■ Excerpted data:
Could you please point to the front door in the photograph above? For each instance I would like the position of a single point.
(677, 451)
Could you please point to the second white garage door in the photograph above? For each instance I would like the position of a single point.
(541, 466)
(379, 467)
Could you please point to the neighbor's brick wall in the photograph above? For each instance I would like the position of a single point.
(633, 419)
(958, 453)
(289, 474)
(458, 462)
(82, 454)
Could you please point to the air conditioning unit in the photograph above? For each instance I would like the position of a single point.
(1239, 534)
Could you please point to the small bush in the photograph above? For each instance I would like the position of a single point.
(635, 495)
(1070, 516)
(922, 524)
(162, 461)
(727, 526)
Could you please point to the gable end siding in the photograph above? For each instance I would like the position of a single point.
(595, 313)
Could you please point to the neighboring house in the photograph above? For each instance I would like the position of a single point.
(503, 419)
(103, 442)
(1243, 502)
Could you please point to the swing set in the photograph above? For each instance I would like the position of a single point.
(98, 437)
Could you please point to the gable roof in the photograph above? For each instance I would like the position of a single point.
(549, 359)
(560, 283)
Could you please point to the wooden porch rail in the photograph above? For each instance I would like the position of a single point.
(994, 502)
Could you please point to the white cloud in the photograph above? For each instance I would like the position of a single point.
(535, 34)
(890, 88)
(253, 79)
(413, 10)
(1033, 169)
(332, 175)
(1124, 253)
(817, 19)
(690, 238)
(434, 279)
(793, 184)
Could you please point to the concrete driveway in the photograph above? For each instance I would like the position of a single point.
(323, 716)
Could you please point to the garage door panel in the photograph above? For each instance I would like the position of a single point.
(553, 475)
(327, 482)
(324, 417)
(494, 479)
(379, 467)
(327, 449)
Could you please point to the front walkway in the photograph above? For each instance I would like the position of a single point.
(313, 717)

■ What to work on:
Turn all of the material above into a numbered list, one entry per line, with any blank lines dropped.

■ Final answer:
1. Could you please point to the front door in the photograph above? For each instance I would like the position of a single point.
2. (677, 451)
3. Could you please point to the second white garage door in the photograph above? For each instance I would like the position of a single point.
4. (541, 466)
5. (379, 467)
6. Could you please point to the neighbor's brick wall in the photograph above? For each instance I would like the position of a single point.
7. (633, 419)
8. (958, 453)
9. (289, 474)
10. (458, 462)
11. (82, 454)
12. Could you please point to the air conditioning unit in the photograph above? For each instance I would like the position of a single point.
13. (1239, 534)
14. Could you please point to the small bush in the photograph above? For each instance I would like the position of a single point.
15. (635, 495)
16. (1070, 516)
17. (922, 524)
18. (162, 461)
19. (727, 526)
20. Could you please point to the gable end siding in the photograph above? For each instance I would like the position of a single point.
21. (595, 313)
22. Could you please point to the neighboring house in the photograph above? For each instance I would like the position of a single point.
23. (503, 419)
24. (103, 442)
25. (1243, 502)
26. Could you please point to the swing set in the photograph above? For each instance I would like the position of a single point.
27. (98, 437)
28. Could you please point to the gable roof in the photograph above? For each instance I would like the position of a single point.
29. (549, 359)
30. (560, 283)
31. Could you please point to the wooden porch rail in the photograph above? For each instance I would like the position of a single point.
32. (994, 502)
33. Could you please point to the white cloud in the photograph above? For each instance I would like the position of a single point.
34. (535, 34)
35. (890, 88)
36. (253, 79)
37. (413, 10)
38. (1033, 169)
39. (332, 175)
40. (1124, 253)
41. (817, 19)
42. (690, 238)
43. (434, 279)
44. (793, 184)
45. Could you please point to the concrete driveway in the photograph above? For each instance I would like the position of a single point.
46. (323, 716)
47. Could you please point to the garage door panel in the photograph above? For each instance I would like the position of a single point.
48. (553, 475)
49. (327, 482)
50. (324, 417)
51. (494, 479)
52. (379, 467)
53. (327, 449)
54. Could you please point to the front walkway in the photograph above? For each instance I would like the position of a single point.
55. (313, 717)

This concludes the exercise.